Exercise description:
Locate each line in the material below that contains the string "pole", and copy those lines out.

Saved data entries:

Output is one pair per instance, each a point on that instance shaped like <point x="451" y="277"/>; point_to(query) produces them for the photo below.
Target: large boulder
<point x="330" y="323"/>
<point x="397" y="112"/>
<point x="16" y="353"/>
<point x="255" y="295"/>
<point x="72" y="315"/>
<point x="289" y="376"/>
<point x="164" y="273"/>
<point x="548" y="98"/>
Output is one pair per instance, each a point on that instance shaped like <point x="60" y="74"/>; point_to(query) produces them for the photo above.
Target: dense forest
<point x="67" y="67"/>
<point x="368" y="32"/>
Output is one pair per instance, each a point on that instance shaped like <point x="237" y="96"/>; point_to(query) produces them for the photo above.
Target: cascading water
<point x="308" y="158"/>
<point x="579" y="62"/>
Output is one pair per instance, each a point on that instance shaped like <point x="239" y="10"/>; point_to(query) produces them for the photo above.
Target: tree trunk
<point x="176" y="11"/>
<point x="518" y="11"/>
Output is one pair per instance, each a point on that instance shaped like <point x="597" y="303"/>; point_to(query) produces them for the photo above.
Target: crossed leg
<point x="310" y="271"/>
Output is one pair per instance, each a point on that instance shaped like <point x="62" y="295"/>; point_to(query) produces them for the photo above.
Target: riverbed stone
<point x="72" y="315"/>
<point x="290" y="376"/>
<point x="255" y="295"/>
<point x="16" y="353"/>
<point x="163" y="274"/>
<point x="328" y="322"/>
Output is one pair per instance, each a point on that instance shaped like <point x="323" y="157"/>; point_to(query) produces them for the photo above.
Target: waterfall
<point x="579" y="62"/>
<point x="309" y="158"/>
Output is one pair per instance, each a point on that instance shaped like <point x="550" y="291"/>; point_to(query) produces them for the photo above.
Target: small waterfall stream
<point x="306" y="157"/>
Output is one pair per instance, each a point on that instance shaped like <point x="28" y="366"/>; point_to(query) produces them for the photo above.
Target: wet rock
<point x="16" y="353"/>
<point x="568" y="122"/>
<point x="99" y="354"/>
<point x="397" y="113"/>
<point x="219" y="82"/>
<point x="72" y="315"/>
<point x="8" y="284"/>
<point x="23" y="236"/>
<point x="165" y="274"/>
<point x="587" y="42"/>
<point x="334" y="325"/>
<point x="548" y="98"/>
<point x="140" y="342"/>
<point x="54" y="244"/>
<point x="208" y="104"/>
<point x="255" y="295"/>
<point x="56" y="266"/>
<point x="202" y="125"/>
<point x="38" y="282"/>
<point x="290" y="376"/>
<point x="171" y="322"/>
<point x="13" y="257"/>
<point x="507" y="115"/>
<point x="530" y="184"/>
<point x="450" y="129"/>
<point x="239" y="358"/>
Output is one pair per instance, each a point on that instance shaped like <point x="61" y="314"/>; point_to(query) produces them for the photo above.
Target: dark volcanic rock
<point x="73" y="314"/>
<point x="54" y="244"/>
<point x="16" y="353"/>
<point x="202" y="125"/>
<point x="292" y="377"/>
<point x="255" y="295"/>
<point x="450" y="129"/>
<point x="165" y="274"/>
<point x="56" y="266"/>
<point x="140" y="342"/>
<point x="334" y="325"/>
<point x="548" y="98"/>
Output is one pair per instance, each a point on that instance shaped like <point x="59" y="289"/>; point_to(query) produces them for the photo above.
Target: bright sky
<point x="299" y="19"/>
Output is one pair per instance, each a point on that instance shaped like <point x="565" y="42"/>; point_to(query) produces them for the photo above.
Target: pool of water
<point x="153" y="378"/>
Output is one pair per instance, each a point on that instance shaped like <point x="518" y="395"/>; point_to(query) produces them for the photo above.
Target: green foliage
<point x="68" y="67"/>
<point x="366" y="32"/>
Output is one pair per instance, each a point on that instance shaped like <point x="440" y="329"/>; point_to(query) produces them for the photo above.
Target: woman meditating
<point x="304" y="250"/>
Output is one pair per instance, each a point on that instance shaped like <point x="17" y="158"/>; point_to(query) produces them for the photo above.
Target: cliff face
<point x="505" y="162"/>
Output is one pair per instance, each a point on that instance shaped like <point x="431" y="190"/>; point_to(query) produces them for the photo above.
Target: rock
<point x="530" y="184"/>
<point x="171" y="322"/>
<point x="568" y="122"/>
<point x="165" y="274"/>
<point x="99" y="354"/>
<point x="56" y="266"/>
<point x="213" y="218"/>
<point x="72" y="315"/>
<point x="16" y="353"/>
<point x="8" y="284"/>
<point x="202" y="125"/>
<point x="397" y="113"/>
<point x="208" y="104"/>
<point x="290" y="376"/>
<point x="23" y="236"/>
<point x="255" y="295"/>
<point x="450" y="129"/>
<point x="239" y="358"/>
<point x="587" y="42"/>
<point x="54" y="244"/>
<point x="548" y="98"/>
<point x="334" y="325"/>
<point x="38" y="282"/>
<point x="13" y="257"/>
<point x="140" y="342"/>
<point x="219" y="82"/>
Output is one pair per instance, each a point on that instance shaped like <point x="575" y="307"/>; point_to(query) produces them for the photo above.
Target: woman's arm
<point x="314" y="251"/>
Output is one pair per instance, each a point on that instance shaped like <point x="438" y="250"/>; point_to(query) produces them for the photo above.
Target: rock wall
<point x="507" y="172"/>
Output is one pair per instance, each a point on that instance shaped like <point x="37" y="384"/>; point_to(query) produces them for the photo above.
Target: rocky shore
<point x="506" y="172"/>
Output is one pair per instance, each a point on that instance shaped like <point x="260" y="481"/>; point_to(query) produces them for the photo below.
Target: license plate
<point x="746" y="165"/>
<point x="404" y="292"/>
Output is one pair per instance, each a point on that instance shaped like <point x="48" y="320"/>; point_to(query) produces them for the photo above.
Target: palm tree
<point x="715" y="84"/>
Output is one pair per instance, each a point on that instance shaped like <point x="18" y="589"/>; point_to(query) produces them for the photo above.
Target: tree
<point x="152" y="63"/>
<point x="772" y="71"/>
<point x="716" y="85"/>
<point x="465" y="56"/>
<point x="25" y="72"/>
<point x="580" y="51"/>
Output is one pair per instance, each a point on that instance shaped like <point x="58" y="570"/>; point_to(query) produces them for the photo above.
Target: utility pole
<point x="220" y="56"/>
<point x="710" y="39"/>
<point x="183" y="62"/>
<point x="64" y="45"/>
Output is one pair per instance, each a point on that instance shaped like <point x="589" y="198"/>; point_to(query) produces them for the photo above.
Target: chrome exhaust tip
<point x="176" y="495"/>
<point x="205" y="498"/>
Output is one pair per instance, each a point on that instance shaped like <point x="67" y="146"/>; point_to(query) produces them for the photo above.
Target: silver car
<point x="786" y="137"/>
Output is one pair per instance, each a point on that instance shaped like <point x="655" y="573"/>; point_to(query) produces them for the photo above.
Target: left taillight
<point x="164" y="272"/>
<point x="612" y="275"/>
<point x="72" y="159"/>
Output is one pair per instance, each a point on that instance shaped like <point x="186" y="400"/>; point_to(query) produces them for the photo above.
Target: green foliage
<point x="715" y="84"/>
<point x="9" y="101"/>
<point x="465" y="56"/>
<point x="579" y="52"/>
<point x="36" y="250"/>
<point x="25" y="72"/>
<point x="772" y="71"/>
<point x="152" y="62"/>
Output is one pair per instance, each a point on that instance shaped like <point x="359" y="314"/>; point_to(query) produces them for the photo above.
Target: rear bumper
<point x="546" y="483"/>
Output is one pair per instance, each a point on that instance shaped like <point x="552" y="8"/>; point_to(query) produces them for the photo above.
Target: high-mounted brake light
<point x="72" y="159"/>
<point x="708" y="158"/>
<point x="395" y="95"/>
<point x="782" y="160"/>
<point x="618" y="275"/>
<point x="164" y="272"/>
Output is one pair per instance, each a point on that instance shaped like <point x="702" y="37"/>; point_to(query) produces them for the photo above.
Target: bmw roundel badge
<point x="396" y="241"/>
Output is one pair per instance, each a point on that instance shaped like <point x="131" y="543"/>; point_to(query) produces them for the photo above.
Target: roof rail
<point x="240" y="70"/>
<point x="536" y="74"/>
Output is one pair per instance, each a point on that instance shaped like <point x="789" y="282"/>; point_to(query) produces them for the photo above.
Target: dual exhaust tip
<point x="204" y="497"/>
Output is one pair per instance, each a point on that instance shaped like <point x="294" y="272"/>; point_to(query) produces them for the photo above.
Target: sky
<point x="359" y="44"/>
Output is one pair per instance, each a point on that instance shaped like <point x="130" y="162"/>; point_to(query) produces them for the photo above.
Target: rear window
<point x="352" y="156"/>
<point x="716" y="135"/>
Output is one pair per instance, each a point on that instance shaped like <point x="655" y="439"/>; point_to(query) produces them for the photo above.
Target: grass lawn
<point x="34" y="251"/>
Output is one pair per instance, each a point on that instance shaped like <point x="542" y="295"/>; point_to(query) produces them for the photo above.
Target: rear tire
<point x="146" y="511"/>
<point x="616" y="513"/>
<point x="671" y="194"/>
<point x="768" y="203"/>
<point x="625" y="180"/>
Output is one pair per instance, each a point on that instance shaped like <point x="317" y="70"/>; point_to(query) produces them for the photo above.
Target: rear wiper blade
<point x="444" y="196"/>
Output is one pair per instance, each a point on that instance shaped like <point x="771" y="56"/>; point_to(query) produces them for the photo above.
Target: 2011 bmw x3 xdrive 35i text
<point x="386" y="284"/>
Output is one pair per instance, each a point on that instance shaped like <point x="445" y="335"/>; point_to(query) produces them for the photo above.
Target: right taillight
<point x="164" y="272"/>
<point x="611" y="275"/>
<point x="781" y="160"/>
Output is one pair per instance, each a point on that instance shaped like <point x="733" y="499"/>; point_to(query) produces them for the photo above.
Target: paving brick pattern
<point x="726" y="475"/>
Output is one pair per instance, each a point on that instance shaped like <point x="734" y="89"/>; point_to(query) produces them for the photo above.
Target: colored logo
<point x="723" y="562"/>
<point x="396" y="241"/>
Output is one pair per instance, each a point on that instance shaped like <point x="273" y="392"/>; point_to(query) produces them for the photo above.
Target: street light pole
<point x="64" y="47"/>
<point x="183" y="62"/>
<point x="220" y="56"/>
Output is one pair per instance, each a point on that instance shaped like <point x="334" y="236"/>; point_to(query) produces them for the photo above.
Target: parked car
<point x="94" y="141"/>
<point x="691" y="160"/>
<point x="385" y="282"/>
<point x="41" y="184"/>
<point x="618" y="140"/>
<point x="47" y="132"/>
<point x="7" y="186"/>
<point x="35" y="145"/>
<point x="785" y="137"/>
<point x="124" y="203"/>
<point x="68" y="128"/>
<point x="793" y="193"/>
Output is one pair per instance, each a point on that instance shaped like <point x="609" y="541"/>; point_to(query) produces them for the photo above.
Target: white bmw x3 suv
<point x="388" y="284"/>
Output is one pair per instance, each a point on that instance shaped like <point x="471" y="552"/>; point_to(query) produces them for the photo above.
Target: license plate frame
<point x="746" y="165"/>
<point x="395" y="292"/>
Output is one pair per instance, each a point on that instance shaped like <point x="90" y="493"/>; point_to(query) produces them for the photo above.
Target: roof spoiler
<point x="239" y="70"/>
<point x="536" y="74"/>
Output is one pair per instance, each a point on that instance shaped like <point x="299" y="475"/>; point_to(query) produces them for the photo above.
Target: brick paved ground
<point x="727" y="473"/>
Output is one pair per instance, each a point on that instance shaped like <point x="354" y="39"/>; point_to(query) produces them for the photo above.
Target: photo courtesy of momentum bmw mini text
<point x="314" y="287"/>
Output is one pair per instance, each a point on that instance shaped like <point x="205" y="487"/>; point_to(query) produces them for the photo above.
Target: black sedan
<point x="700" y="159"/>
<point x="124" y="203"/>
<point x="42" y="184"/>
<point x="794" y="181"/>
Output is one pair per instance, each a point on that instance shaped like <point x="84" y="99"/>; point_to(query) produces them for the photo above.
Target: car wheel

Reply:
Target: utility pole
Target: street light pole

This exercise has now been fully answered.